::: Excerpt to read :::
Introduction
The various ways of comparing two values for equality in .NET can be very confusing. In fact if we have two objects a
and b
in C# there are at least four ways to compare their identity, plus one operator that looks like an identity comparison to add to the confusion:
if (a.Equals(b)) {}
if (object.Equals(a, b)) {}
if (object.ReferenceEquals(a, b) {}
if (a == b) {}
if (a is b) {}
As if that isn't confusing enough, these methods and operators behave differently depending on:
- whether
a
and b
are reference types or value types - whether they are reference types which are made to behave like value types for these purposes (
System.String
is one of these)
This article is an attempt to clarify why we have all these versions of equality, and what they all mean.
What does it mean to be the same?
Firstly, we have to understand that there are actually two basic types of equality for objects:
- Identity (reference equality): Two objects are identical if they actually are the same object in memory. That is, references to them point to the same memory address.
- Equivalence (value equality): Two objects are equivalent if the value or values they contain are the same.
So if we have two integers, a
and b
, both set to value 3, they are equivalent (they have the same value) but not necessarily identical (a
and b
can refer to different memory addresses).
However if two objects are identical (the same object) then they must be equivalent (have the same underlying values).
What type of Equality do we expect?
Clearly these notions of identity and equivalence are related to the concept of reference types and value types.
Value types are intended as lightweight objects that have value semantics: two objects are the same if they have the same value, and then can be used interchangeably. So integers a
and b
are the same in the example above because their values are both 3, it doesn't matter if references a
and b
actually refer to the same underlying object in memory.
We don't in general expect reference types to behave this way. Suppose we have two separate objects of type Book
(a class). Book
has one member variable called 'title
' (a string
). Do we necessarily consider these the 'same' Book
if they have the same title
? We might do so, but it isn't clear.
To clarify the situation we might add an additional field 'BookId
' which is unique for a given actual book. We could then say that two books are the same if they have the same BookId
, even if they have different titles. But then we wouldn't normally expect to have two separate Book
s with the same BookId
in memory at the same time: there's only one underlying book. So potentially we can just compare memory addresses to see if two Book
s are the same.
The point is that equality for reference types is trickier to define. Our default definition is going to be that two reference types are the same if they are identical.
::: Supplied records :::
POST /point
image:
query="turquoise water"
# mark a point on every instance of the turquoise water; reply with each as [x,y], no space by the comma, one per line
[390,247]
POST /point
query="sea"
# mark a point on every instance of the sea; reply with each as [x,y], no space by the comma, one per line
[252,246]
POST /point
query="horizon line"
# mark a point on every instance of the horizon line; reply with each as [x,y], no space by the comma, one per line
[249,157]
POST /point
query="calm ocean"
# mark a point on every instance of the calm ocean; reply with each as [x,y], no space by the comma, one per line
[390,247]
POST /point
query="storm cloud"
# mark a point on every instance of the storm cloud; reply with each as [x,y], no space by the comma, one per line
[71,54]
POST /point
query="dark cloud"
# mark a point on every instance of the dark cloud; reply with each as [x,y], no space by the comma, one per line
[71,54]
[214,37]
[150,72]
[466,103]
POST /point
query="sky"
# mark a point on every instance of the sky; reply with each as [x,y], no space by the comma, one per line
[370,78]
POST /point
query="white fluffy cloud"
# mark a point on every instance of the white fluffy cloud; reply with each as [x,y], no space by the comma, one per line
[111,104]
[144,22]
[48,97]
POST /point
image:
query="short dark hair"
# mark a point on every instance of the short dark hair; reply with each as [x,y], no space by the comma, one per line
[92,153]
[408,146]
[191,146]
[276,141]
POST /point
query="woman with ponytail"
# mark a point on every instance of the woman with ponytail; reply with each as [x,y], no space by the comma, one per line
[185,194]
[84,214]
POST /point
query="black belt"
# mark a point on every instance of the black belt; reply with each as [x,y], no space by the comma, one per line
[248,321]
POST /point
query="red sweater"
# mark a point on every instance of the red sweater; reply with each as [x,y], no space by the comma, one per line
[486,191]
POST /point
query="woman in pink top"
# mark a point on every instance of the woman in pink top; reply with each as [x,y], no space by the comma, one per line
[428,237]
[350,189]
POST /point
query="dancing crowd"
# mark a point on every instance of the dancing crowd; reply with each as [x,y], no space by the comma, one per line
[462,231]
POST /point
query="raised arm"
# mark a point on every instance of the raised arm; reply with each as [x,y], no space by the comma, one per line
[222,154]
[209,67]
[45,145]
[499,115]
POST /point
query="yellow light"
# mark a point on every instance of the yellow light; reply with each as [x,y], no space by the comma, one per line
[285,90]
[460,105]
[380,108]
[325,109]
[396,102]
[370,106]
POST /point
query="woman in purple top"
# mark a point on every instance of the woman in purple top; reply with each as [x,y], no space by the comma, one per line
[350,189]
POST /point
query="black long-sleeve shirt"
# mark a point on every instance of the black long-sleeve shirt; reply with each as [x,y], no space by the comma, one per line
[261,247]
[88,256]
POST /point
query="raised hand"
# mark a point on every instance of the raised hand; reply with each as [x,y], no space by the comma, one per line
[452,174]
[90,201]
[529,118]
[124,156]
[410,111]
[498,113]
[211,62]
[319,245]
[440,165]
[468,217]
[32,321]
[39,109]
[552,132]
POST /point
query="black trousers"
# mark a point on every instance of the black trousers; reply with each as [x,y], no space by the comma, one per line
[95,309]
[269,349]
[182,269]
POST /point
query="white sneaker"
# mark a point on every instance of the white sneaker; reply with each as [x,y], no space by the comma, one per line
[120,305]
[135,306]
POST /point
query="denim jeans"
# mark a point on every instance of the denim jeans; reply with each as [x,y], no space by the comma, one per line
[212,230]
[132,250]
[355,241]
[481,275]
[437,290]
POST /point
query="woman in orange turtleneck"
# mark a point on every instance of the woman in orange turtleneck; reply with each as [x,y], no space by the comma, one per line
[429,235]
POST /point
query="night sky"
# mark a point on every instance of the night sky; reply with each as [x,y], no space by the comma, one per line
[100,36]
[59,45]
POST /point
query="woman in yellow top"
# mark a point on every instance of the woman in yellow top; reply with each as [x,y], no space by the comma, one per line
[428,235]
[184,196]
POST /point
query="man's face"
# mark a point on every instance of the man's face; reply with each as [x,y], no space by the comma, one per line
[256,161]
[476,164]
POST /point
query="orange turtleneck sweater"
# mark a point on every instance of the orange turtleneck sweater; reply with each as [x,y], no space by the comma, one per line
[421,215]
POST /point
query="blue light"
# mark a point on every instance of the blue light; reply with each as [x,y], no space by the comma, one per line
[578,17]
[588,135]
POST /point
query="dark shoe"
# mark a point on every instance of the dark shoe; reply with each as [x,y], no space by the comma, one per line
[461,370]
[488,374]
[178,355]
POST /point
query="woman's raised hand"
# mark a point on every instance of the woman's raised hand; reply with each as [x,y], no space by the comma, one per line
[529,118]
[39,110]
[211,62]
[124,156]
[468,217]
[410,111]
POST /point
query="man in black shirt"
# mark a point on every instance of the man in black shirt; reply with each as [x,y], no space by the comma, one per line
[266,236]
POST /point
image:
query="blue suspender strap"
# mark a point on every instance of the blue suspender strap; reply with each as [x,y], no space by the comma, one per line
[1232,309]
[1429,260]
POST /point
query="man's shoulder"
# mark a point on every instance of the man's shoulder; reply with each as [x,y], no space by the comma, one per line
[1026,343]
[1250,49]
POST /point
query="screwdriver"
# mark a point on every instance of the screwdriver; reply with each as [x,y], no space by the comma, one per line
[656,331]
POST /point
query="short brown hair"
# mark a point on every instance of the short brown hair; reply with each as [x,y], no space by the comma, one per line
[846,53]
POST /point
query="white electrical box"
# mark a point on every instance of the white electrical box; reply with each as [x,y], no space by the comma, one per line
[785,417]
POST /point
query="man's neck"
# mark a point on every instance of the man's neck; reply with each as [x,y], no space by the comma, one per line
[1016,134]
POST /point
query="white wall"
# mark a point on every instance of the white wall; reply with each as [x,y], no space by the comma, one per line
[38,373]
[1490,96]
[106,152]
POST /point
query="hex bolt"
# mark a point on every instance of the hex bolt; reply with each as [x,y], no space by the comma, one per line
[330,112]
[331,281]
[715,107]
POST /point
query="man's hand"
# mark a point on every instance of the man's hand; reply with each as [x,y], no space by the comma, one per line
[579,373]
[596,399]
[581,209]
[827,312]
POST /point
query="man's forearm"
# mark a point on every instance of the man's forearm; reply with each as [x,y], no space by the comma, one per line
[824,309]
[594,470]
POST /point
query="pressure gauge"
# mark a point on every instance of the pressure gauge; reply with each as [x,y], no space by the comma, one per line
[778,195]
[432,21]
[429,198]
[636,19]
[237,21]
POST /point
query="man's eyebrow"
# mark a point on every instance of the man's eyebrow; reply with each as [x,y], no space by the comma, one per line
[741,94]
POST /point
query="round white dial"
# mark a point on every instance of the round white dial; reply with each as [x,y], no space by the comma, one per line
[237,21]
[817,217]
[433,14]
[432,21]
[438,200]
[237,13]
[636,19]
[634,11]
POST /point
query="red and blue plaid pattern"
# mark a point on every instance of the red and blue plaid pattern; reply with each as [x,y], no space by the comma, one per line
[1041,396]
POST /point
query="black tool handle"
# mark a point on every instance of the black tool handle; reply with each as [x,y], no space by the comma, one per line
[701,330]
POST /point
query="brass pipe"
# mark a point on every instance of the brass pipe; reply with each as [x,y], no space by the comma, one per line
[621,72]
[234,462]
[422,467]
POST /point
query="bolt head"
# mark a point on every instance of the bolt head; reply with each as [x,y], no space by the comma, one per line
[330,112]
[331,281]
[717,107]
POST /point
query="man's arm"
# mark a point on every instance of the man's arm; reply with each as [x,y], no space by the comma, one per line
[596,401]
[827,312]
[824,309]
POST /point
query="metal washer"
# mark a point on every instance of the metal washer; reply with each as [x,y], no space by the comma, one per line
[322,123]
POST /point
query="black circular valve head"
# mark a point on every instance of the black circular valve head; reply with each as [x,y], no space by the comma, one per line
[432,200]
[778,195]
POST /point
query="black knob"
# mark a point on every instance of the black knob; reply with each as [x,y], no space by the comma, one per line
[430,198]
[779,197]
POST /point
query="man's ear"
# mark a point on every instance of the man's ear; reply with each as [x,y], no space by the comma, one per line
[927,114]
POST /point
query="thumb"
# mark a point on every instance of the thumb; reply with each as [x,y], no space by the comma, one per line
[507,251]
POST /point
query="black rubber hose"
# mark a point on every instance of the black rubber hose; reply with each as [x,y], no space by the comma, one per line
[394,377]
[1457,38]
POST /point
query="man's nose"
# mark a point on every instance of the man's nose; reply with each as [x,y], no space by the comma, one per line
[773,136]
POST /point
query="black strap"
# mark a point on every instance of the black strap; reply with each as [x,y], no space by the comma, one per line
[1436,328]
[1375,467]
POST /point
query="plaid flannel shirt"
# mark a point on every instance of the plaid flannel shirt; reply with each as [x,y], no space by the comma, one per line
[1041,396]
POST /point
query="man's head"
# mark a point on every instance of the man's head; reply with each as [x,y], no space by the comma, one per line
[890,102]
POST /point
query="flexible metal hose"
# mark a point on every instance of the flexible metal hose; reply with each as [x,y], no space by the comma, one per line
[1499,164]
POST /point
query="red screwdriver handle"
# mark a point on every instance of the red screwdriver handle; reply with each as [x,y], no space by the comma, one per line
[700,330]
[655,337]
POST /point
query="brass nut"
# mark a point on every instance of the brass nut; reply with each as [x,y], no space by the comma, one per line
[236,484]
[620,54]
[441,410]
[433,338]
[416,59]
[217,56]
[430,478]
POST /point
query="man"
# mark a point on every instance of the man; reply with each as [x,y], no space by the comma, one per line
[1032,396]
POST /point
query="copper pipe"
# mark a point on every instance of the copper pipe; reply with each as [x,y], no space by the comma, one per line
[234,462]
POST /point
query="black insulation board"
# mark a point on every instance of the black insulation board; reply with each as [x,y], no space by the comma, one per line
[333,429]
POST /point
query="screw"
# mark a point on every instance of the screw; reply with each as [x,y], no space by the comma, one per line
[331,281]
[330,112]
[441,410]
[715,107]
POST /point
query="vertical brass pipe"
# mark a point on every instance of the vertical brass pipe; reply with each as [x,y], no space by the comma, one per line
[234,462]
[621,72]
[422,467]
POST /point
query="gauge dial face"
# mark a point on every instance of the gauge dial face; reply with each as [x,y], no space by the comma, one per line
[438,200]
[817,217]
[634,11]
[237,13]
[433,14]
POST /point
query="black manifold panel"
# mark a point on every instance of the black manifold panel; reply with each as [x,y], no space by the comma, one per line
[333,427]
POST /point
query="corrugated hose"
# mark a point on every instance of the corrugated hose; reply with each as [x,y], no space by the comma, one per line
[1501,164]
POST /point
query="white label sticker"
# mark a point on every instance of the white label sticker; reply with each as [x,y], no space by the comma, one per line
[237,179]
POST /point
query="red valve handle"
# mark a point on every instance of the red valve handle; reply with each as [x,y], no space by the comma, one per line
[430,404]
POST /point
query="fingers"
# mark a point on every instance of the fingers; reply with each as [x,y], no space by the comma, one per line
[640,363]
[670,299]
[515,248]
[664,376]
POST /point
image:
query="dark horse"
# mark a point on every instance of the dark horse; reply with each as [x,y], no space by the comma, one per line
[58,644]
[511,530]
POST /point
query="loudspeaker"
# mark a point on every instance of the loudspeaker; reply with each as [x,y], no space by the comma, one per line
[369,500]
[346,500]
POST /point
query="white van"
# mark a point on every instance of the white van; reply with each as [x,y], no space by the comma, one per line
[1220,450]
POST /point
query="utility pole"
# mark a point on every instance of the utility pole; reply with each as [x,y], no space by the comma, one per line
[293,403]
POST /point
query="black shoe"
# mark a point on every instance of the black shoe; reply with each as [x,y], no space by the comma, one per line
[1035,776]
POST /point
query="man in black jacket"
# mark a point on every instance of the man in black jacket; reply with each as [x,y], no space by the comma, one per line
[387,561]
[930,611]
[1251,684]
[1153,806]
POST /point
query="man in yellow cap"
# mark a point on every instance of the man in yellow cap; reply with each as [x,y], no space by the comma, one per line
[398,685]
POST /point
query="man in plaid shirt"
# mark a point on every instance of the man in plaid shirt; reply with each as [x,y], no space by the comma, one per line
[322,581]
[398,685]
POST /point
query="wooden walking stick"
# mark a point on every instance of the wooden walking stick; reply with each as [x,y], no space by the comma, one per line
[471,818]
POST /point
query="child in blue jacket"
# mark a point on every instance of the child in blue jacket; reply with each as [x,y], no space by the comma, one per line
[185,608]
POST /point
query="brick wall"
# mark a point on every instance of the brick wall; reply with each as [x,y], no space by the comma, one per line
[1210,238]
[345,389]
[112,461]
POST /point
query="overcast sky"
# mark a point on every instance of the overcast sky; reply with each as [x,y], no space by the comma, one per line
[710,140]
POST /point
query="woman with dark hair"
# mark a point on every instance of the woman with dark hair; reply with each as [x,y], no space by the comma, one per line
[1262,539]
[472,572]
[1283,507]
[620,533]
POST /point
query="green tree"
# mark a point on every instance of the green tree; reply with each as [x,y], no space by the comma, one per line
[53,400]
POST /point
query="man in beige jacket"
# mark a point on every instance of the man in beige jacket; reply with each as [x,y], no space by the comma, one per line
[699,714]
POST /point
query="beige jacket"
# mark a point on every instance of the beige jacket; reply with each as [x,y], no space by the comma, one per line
:::
▶ Requirements:
1. Name the methods and operators used in the five comparison lines of the article on .NET equality.
2. Show each line of the rows that contains the string "utility", matching its case exactly.

▶ Answer set:
1.
- Equals (called on the instance, as a.Equals(b))
- object.Equals
- object.ReferenceEquals
- ==
- is

2.
query="utility pole"
# mark a point on every instance of the utility pole; reply with each as [x,y], no space by the comma, one per line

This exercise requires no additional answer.